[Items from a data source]
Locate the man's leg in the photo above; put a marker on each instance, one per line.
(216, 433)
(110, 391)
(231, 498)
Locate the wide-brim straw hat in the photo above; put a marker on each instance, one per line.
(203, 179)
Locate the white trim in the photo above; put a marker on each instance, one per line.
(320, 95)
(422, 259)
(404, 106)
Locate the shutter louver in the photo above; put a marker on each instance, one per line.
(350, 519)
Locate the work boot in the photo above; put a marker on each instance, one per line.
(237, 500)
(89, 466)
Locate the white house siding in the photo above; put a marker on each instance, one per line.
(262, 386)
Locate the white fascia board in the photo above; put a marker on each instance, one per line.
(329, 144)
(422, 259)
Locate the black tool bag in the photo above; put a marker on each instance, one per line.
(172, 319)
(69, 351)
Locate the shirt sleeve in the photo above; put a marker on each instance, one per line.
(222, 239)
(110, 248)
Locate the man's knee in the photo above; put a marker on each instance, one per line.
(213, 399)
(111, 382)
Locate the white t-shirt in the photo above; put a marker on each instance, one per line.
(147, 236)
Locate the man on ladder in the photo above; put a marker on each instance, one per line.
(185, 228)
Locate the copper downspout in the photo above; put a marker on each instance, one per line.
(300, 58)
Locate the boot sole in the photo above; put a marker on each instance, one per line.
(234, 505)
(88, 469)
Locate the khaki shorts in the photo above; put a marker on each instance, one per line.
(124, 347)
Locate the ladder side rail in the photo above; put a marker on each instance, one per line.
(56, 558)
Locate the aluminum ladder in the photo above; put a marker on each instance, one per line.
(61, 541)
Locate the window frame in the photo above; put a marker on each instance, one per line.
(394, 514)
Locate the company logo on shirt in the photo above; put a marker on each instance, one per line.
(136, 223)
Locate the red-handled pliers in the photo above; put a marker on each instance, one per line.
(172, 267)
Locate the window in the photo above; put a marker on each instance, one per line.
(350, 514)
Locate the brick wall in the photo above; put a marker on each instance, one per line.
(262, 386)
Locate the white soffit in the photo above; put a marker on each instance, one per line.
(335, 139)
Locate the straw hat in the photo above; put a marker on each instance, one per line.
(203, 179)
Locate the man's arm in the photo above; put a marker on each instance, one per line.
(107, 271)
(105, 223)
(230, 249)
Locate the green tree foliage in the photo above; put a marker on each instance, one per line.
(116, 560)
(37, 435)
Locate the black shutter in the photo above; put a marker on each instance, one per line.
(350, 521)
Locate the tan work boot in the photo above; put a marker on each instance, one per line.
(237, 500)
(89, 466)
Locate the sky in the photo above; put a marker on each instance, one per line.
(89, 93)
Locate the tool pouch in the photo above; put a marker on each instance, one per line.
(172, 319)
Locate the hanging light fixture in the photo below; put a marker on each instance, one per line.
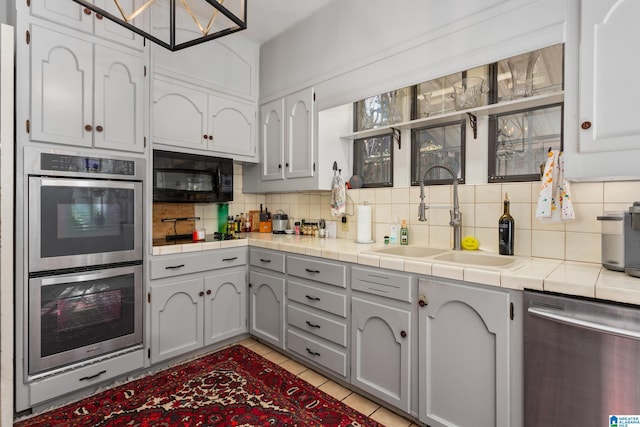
(174, 24)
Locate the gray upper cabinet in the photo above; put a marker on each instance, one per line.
(272, 138)
(604, 140)
(465, 356)
(74, 16)
(102, 87)
(192, 117)
(299, 134)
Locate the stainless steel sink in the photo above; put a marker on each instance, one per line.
(408, 251)
(478, 259)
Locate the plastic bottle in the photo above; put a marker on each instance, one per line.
(506, 230)
(393, 232)
(404, 233)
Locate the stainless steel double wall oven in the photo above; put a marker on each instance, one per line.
(84, 256)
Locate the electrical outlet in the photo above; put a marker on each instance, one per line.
(345, 224)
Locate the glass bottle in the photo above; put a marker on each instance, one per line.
(506, 230)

§ **Written exercise**: Your task is to quote exactly the lines from the one with "Locate the window in" through the end of the material, both included, without reproducing any pictures.

§ **Solution**:
Locate the window in the photo above; put a marker on each instance, one per line.
(350, 514)
Locate the brick wall in the photo above; put a marker on each instance, one per line.
(262, 386)
Locate the white soffit in the photo above; put a marker on each instance, one per line.
(335, 139)
Locate the straw hat in the photo above; put a marker on each instance, one per line.
(203, 179)
Locate the man's arm in the photo above; put a marker on each instance, one per line.
(107, 271)
(105, 223)
(230, 249)
Locate the green tree foliage in the photo above; put a marker on each instance, one per line.
(116, 560)
(37, 435)
Locate the black shutter in the photo above; put a marker on each instance, one per line.
(350, 521)
Locate the tan work boot in the photo above; put a marker on each instance, one per line.
(237, 500)
(89, 466)
Locate the sky in the photo above; put a marker on each instance, one per line.
(89, 93)
Locate the tool pouch in the photo above; put a marker on each instance, one per line.
(172, 319)
Locate the hanging light fixture in the photo below; put a marker on each instance, one per line.
(174, 24)
Locate the gray upper cabinet in the photo above; put a marker on each instance, one per line.
(272, 138)
(604, 140)
(465, 356)
(74, 16)
(102, 87)
(192, 117)
(299, 134)
Locate the stainless steel sink in the photo above; put a marker on each instance, one per line.
(408, 251)
(478, 259)
Locate the plastic bottle in the photo above; put a marker on each instance, one per line.
(506, 230)
(393, 232)
(404, 233)
Locate the stainless steel double wall oven in the photo above; put a marker on each instance, one per line.
(84, 256)
Locate the electrical outlet in the photo above; put a marker on each instance, one per line.
(345, 224)
Locate the glass bottle in the photo above; put a marker on each instance, one per line.
(506, 230)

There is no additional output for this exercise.